_Work request 1_.
Does each statement agree with the microblading article? Answer yes or no for each and quote the words from the article that decide it. (a) The Babe Spa is staffed by several aestheticians. (b) Brooks works out of a space in Federal Hill. (c) During the consultation, the writer asked for lighter, thinner brows.
_Work request 2_.
Resume the microblading article, starting right after its last sentence.

_Text passage_.
=======
Bold brows are having a major moment. The over-plucked arches of the early aughts are ancient history, and up-and-comers like Cara Delevingne and Zendaya have ushered in a new look that’s striking, face-framing … and nearly impossible to replicate without the aid of a makeup tutorial. I’m none too handy with a brow pencil, so when I heard of microblading—a tattoo-like process that shapes and substantiates the brows with hair-like strokes of pigment— I quickly made an appointment with LaDonna Brooks, owner of The Babe Spa and certified microblading expert.
THE ETHOS: The Babe Spa is small but mighty, a one-woman operation offering a cornucopia of cosmetic procedures: event makeup, eyelash extensions, facials, manicures and more—though Brooks tells me that microblading has become one of the main moneymakers. That’s because she’s one of few aestheticians in the area who are certified.
THE SPACE: Brooks has a spot at the Phenix Salon Suites in Federal Hill. Square footage is minimal, but it’s stylish: A Lucite-look chandelier and chairs, a metallic gold geometric-print accent wall and plush faux-fur throw rugs bring out the “Babe” vibes.
THE PROCESS: We had a quick consultation about my normal brow care (a little bit of powder, the occasional wax) and what I wanted from my new brows (darker, thicker, a more defined arch). After studying my face from multiple angles, she traced the planned shape around my existing hairs and had me give it a long look in front of the mirror to ensure my satisfaction.
=======
_Extracted records_.
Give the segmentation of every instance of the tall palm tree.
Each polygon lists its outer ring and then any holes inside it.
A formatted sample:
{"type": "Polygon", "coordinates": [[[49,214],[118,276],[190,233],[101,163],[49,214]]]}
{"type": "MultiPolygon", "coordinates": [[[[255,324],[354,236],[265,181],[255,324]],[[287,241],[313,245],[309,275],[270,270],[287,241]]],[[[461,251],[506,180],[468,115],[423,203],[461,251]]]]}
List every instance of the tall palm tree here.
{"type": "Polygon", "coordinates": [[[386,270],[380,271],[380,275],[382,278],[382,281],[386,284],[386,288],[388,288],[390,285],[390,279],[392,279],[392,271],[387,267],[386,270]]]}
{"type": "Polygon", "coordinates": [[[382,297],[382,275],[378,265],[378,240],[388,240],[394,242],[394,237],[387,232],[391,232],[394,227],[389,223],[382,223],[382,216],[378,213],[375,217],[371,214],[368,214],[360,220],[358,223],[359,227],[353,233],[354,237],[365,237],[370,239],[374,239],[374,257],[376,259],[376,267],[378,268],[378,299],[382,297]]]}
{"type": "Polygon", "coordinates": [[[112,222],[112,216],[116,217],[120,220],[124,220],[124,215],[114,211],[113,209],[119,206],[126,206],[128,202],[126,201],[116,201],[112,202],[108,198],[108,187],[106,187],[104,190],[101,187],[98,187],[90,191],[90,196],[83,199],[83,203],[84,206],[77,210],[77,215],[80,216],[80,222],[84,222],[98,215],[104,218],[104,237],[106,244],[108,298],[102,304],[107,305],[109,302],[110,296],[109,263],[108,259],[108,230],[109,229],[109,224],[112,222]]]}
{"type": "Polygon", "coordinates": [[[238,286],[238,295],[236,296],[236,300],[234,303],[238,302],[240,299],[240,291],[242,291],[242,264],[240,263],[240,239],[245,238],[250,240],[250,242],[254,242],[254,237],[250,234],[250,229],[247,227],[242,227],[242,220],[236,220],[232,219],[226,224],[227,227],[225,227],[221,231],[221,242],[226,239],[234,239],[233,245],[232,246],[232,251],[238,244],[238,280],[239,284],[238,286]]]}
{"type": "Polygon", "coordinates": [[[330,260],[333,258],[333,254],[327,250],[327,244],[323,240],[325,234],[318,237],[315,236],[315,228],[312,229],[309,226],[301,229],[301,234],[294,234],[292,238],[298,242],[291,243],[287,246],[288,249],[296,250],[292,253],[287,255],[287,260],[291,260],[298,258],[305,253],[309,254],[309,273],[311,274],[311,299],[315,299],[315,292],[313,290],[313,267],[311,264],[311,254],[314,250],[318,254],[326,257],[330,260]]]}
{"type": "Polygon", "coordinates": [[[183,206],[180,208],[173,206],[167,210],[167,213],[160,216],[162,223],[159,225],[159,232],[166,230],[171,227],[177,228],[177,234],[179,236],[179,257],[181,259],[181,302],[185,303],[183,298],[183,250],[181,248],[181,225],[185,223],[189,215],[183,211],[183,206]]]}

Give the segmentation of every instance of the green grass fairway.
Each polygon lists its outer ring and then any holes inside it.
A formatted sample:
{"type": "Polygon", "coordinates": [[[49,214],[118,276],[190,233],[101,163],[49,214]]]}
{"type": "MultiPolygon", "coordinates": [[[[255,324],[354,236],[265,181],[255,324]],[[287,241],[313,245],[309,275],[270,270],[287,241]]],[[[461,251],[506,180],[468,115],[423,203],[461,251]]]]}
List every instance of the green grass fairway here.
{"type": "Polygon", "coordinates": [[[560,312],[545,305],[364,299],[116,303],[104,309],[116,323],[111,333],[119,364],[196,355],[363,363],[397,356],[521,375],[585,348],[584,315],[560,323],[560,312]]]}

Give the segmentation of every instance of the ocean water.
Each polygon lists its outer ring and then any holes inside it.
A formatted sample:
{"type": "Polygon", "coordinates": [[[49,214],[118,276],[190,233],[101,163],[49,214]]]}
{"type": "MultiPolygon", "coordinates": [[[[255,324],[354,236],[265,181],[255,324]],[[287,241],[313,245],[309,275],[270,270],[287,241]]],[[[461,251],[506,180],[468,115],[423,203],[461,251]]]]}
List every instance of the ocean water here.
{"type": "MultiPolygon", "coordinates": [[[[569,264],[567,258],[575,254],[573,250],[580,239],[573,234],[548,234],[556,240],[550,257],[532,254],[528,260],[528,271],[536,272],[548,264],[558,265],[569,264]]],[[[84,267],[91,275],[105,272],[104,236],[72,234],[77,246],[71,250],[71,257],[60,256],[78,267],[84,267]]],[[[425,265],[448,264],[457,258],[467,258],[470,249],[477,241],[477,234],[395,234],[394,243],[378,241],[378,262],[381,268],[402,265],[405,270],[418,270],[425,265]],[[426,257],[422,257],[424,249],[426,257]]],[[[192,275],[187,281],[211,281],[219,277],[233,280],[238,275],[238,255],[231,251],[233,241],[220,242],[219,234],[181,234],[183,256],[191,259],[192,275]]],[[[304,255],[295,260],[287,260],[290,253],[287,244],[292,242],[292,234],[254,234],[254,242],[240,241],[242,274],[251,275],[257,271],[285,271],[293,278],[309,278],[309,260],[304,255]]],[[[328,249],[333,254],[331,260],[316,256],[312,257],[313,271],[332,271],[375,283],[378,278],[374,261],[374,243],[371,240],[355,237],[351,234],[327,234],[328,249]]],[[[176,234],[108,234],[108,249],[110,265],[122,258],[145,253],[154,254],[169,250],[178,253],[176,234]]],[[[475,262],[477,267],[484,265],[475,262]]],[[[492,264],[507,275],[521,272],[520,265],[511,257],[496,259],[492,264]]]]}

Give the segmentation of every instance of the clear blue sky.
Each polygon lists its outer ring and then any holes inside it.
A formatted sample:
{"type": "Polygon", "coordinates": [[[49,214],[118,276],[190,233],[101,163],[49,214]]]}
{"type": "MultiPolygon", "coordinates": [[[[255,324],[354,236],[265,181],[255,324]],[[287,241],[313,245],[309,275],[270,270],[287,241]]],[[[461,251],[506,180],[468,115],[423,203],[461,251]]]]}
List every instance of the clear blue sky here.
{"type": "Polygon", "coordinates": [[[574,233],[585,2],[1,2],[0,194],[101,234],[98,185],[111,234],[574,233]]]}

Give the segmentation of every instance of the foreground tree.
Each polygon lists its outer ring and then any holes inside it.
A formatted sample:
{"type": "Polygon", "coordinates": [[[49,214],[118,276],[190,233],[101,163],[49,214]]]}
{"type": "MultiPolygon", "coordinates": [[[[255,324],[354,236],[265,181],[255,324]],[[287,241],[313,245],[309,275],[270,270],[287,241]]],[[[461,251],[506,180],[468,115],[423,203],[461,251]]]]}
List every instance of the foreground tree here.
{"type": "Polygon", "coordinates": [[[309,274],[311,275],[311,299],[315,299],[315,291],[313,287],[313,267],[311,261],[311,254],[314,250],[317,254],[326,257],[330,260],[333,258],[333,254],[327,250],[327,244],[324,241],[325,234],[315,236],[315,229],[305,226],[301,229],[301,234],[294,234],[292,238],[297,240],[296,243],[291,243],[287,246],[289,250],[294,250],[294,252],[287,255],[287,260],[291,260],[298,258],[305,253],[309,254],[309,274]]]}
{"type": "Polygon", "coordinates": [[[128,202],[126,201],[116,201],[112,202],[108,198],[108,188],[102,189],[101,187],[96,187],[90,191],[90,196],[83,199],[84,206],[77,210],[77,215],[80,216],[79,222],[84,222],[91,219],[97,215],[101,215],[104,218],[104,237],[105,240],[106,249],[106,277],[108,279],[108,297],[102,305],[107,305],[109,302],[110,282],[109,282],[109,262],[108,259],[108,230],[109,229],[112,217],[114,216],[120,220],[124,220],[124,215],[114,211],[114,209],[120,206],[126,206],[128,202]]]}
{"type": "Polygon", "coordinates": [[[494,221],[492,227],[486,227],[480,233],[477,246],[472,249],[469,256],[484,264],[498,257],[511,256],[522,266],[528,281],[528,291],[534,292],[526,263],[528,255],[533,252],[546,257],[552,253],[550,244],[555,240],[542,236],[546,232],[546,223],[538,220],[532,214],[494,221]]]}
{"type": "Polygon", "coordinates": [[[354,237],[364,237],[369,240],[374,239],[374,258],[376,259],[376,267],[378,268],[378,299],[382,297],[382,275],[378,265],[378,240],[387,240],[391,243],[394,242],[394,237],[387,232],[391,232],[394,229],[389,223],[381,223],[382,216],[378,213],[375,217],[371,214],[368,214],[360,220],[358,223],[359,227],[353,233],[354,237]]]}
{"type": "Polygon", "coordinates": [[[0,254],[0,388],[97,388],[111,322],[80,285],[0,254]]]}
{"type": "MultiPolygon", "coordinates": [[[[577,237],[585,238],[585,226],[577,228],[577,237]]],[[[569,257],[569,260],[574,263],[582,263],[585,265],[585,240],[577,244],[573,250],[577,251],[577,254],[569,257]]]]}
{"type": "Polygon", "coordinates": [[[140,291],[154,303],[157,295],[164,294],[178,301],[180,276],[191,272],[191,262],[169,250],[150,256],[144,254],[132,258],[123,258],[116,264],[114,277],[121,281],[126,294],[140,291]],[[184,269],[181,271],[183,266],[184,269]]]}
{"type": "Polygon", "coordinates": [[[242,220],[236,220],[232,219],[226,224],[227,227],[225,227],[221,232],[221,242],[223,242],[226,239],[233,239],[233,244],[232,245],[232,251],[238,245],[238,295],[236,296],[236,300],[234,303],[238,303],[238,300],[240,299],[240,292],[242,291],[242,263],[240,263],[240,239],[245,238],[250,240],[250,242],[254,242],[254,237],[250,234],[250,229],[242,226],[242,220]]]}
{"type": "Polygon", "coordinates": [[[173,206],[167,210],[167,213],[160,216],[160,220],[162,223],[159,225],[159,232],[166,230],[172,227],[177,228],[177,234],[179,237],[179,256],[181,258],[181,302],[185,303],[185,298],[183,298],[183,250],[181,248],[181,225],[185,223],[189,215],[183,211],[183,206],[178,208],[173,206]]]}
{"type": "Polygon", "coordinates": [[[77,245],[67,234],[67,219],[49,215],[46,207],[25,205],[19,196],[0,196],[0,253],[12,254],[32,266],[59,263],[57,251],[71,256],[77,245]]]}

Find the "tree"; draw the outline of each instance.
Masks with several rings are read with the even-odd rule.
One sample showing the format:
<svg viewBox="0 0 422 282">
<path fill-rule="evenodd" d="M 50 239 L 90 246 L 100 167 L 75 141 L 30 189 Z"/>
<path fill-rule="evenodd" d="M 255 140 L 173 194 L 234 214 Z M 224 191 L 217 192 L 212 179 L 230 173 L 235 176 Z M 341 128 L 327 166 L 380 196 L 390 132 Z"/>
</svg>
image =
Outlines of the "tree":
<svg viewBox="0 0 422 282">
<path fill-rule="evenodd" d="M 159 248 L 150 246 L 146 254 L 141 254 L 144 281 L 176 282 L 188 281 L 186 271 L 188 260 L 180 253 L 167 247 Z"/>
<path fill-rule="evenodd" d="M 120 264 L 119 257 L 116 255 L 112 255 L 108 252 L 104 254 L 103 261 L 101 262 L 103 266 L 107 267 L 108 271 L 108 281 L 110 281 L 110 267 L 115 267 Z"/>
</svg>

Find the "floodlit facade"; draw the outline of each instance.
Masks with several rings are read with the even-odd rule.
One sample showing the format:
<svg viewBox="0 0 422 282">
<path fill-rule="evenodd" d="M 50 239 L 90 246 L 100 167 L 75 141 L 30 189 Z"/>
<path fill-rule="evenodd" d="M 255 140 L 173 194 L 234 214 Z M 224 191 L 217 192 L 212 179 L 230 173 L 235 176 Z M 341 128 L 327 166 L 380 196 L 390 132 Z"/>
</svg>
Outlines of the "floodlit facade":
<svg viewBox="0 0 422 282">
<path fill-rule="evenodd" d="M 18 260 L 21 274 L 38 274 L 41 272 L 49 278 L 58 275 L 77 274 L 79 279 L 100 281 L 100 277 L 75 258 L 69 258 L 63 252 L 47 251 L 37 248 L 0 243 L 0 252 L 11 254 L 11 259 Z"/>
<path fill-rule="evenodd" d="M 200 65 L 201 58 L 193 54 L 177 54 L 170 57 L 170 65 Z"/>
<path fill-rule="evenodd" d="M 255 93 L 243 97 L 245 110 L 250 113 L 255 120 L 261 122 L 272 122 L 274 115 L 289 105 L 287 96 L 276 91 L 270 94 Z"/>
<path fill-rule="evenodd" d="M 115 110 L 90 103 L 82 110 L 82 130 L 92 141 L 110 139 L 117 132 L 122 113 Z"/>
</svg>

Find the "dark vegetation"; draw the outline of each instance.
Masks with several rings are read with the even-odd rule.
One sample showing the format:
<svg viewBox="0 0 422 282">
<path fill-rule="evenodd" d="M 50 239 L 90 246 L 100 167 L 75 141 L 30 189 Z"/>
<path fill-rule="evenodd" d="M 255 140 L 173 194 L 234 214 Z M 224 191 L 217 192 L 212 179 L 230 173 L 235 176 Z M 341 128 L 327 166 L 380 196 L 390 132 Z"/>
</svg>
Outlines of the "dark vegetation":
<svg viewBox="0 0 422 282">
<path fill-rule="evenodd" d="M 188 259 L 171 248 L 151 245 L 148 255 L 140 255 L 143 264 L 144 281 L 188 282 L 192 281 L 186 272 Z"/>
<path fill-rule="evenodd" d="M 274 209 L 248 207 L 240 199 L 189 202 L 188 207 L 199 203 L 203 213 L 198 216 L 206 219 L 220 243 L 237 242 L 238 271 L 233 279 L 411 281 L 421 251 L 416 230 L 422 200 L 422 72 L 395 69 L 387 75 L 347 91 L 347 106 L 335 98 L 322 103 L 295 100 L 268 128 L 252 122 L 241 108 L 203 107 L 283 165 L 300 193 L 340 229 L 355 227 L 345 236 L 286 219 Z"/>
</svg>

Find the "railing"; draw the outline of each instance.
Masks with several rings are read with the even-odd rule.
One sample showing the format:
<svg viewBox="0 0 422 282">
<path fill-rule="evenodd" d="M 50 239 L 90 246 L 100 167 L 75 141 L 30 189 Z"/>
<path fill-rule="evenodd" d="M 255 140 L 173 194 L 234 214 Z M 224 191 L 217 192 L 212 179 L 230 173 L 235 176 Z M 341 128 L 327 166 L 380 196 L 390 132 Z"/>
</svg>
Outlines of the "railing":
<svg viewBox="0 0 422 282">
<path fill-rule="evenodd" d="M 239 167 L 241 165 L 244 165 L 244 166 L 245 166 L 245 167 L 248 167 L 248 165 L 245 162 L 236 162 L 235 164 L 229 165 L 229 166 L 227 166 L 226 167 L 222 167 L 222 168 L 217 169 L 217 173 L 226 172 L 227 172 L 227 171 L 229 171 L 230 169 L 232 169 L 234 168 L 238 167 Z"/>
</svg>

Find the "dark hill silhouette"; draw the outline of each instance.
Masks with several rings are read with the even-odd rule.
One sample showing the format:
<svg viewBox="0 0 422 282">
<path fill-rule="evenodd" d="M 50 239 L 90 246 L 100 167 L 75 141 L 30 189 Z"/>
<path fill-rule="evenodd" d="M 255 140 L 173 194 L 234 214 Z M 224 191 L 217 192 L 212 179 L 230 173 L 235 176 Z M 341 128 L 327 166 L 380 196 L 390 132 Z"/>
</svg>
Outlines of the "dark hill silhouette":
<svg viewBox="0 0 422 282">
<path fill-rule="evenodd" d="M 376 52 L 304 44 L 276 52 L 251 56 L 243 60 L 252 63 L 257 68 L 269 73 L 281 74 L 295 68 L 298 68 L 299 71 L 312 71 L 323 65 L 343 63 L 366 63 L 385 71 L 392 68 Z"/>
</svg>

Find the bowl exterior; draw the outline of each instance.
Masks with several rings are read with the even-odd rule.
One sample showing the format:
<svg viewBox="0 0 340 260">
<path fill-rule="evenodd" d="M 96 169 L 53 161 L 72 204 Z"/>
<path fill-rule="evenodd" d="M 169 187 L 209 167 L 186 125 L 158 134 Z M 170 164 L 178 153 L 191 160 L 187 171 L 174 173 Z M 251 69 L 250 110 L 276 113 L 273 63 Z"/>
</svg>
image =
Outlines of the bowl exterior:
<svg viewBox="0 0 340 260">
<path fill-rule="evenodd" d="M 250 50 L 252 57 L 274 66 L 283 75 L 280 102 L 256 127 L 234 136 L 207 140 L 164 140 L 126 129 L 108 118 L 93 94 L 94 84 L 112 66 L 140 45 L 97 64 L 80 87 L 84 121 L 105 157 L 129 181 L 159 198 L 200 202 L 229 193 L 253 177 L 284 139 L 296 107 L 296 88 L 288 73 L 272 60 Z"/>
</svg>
=======
_Response area 1_.
(a) No: "a one-woman operation offering a cornucopia of cosmetic procedures"
(b) Yes: "Brooks has a spot at the Phenix Salon Suites in Federal Hill."
(c) No: "darker, thicker, a more defined arch"

_Response area 2_.
Brooks then applied a numbing cream to my brows. As it worked its magic for the requisite 35 minutes, I hopped down from the recliner and filled out the extensive paperwork about risks, aftercare, etc. When I’d finished, we chatted about brow shapes and dye colors, eventually wandering into our takes on various pop culture happenings and her plans for the future.
Once I was back in the chair, she strapped on her medical mask and gloves and unwrapped a fresh blade. (It was indeed micro, like a mini X-Acto knife.) She put three dabs of dye above my brows for reference, allowing me to choose which would best befit my face. I went with the medium-brown option, “Copper,” and she went to work.
In all honesty, it was incredibly bizarre. I could feel Brooks dragging the pigment-dipped razor across my skin to make the tiny hair-like incisions, but it wasn’t painful—more a slightly disturbing tugging sensation. This went on for about 45 minutes, with her periodically holding a hand mirror up to get my feedback. She wiped away the excess pigment (and blood—yikes), and that was it.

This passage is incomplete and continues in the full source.